▶ [SET EXERCISE] Rescale the material from its start through the line containing "[[598, 645]]", repeating every line, requests included, and multiplying each point coordinate in the answers by 0.3, rounded to the nearest whole number with halves going up. Leave every number in the requests, including their sample coordinates, unchanged.

══════════

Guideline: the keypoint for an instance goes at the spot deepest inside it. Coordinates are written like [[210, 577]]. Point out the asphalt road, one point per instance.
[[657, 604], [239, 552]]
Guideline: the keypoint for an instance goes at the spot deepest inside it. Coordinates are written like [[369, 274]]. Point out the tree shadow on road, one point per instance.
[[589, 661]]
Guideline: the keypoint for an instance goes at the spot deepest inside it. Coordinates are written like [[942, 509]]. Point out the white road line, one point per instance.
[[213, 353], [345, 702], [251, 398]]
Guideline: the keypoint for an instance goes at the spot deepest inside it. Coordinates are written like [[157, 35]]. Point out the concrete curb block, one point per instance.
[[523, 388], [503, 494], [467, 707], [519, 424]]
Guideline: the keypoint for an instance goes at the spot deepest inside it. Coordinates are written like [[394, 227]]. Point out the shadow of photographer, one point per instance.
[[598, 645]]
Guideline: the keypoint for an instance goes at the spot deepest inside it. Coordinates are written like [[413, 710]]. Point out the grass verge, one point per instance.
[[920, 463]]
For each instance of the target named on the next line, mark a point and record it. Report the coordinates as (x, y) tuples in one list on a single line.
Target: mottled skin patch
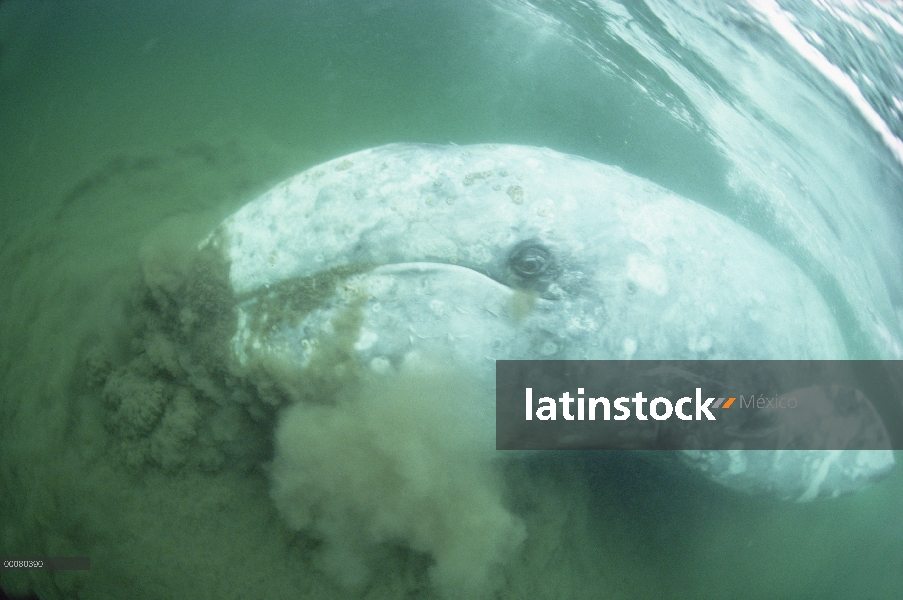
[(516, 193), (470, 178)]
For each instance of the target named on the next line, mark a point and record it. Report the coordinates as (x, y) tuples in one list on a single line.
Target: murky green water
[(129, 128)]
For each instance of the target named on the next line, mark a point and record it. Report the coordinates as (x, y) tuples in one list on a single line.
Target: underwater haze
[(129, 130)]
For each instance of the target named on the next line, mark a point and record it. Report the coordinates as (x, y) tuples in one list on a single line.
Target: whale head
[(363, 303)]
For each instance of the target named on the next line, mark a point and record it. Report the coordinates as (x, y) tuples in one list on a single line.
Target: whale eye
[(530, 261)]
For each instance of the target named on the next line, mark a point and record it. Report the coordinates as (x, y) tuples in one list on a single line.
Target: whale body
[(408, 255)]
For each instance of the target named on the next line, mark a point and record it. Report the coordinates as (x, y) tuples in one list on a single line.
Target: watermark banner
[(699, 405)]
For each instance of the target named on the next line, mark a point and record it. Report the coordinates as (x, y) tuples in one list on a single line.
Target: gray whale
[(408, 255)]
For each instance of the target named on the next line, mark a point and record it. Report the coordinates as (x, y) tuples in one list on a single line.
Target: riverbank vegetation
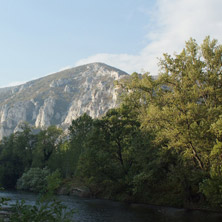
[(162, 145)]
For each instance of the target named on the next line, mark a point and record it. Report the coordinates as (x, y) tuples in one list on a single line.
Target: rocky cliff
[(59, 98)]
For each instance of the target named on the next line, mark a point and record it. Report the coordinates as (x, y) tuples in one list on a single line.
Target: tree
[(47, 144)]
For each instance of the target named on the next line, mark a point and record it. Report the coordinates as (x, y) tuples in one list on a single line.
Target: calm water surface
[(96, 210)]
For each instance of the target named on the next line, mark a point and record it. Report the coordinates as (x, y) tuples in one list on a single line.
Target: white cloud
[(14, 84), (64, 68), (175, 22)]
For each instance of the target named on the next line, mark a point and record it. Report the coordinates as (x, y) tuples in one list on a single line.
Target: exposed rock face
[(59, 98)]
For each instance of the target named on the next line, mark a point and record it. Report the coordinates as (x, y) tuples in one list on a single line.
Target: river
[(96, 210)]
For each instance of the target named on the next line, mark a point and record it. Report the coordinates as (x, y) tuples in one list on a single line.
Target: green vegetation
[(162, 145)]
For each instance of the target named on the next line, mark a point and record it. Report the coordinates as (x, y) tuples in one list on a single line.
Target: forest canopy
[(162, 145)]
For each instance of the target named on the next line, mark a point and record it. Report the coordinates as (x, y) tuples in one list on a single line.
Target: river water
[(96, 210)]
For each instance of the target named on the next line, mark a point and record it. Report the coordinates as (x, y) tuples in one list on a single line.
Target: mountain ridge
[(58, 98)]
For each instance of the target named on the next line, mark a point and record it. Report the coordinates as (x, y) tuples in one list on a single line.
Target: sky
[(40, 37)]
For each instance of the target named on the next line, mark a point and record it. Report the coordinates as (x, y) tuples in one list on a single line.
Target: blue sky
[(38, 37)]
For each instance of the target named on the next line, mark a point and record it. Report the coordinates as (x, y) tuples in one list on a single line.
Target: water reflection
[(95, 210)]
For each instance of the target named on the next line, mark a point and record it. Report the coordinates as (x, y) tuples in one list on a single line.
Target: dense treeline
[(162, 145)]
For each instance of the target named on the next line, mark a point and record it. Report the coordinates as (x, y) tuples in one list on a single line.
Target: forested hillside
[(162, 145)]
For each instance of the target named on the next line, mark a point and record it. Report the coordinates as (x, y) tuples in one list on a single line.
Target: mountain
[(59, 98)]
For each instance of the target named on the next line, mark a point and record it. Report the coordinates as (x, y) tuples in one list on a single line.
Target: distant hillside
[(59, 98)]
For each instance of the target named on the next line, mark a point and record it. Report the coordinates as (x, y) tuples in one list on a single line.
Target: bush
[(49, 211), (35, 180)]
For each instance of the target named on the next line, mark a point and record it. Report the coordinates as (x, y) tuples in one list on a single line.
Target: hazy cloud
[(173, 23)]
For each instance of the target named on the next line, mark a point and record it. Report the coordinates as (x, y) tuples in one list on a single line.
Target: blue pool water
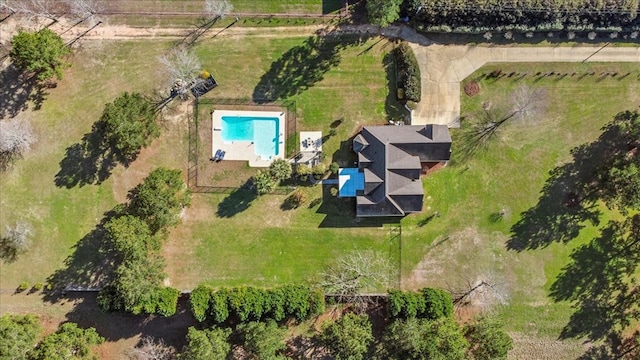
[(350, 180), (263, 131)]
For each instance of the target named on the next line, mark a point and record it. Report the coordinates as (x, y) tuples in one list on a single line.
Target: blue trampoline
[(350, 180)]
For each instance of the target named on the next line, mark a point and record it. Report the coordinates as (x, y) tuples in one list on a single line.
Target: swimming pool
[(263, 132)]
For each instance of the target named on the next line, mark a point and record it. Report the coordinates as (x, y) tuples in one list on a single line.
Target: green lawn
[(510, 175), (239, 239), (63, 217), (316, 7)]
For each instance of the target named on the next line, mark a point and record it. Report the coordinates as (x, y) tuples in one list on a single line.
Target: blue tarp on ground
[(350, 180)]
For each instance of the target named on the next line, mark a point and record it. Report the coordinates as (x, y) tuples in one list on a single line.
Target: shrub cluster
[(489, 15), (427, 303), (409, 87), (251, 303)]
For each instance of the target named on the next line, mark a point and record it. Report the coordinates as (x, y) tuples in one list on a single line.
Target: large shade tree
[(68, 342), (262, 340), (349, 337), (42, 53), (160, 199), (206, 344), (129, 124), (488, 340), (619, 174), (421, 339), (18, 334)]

══════════

▶ [ANSWER IN FULL]
Guideline: the keypoint for an instance goes at the spot deepest inside it. Coordinates are written like [[210, 577]]. Point out the asphalt road, one point per instance.
[[197, 181], [72, 166]]
Guideline: the keypoint for an instance goes at the spot deepest inside it. Coordinates are written like [[369, 274]]. Point out the tree shadow on road, one point per instance.
[[177, 198]]
Guideline: the keypoint for an instance goes at the spot deepest inside it. Coordinates are written like [[942, 509]]. Point out the white road line, one point per instance.
[[64, 106], [104, 211], [75, 119]]
Guideline: the keypoint for an instance goes at the spot deepest inside it. Coordinates are written like [[157, 35]]. Point out the concrete curb block, one point per instance.
[[157, 116], [151, 148], [140, 212], [156, 127]]
Guideline: the keypoint for an instance goes at the spot deepest inside it. Coordinates are written like [[394, 227]]. Point out the shadow of photographer, one point per instance.
[[179, 194]]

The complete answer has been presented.